**Selected text**:
The tea party: smaller government, but more red ink
Candidates elected on platforms supporting very large tax cuts and small spending reductions are likely to oppose aggressive efforts to reduce deficits, not back them.
Mel Evans/AP Photo/ File
Treasury Secretary Tim Geithner, among others, thinks the tea party movement might help drive deficit reduction. I disagree. I don’t believe most tea party leaders or candidates are remotely interested in slowing the flow of federal red ink.
They are plainly interested in tax cuts—a core belief that appears repeatedly on Websites, position papers, and speeches throughout the movement. And while tea partiers say they favor smaller government, many in fact propose to shrink it in only trivial ways—by cutting earmarks or waste and abuse. Candidates elected on platforms supporting very large tax cuts and small spending reductions are likely to oppose aggressive efforts to reduce deficits, not back them. While some analysts see the tea partiers as the 21st century progeny of Ross Perot’s fiscal conservatism, nothing could be further from the truth.
Of course, it isn’t easy to sort out their views. The tea party is many organizations and individuals attracted to a loose ideology of conservative populism. They loathe taxes and President Obama with equal fervor, but otherwise agree on little. Yet, according to an April CBS News poll of self-described tea party supporters, nearly half say their main goal is to reduce the role of the federal government. Only 6 percent say it is to cut the deficit. And as tea party candidates begin to win Republican primaries the outlines of the movement’s agenda is coming clearer.
Two national organizations provide logistical and financial support to this faction: The Club for Growth and Freedom Works, the creation of former House GOP leader Dick Armey and others. Their goals are similar: low taxes, Social Security private accounts, free trade, and reduced government spending. The Club for Growth, whose Political Action Committee gets much of its funding from the financial world, would eliminate taxes on capital (an interesting view for a populist movement) and replace the current income tax with a flat tax. Deficit reduction, however, is of little interest to either organization.
It is the same with many tea party candidates. Pennsylvania GOP Senate nominee Pat Toomey opposes what he calls a “dangerous spending spree” in Washington and favors lower taxes on both income and capital. Reducing the deficit, however, gets barely a mention on his Website. Toomey, who once served as president of the Club for Growth, does remind voters, however, that he “never voted for a tax increase.”
Sharron Angle, a tea partier likely to win today’s GOP nomination to challenge Senate Democratic leader Harry Reid for his Nevada Senate seat, holds similar views. Angle says she’d abolish the Internal Revenue Code but doesn’t quite say how she’d finance government. While she’d repeal Obama’s health reform, including its insurance subsidies for people under 65, she’d protect current retirees from cuts in Medicare and praises the government-run insurance program for veterans and their families.

**Exercise requirements**:
A. Rewrite the passage of the tea party article starting at "Sharron Angle, a" and ending at "and their families.", replacing "insurance" with "coverage".
B. According to the tea party article, what share of self-described tea party supporters in the April CBS News poll said their main goal is to cut the deficit?

**Record excerpts**:
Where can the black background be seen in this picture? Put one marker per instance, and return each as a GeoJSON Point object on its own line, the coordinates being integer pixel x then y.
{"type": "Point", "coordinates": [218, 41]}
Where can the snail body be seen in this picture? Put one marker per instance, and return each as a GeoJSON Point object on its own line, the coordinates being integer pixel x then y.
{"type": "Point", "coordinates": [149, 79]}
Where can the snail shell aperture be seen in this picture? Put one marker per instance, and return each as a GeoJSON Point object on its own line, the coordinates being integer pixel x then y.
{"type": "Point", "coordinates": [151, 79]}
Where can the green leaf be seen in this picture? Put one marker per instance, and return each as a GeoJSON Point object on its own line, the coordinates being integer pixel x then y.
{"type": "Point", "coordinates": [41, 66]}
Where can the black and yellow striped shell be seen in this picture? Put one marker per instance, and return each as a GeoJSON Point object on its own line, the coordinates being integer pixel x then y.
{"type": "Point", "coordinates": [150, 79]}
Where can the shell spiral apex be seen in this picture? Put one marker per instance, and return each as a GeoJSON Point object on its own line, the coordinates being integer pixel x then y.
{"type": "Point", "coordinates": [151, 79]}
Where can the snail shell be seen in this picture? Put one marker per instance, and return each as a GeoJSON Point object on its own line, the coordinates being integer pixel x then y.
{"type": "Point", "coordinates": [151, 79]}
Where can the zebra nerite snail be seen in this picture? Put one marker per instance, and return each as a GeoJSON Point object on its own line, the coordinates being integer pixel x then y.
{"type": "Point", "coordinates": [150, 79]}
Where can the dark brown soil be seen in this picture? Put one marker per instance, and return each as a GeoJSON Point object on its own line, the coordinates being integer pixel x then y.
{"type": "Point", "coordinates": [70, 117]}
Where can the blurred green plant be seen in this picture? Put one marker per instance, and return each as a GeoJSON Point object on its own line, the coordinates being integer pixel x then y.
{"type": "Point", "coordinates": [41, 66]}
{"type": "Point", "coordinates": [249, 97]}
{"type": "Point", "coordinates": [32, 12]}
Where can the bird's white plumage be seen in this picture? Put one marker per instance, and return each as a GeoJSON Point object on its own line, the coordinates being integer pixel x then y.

**Outputs for the tasks**:
A.
Sharron Angle, a tea partier likely to win today’s GOP nomination to challenge Senate Democratic leader Harry Reid for his Nevada Senate seat, holds similar views. Angle says she’d abolish the Internal Revenue Code but doesn’t quite say how she’d finance government. While she’d repeal Obama’s health reform, including its coverage subsidies for people under 65, she’d protect current retirees from cuts in Medicare and praises the government-run coverage program for veterans and their families.

B. Only 6 percent.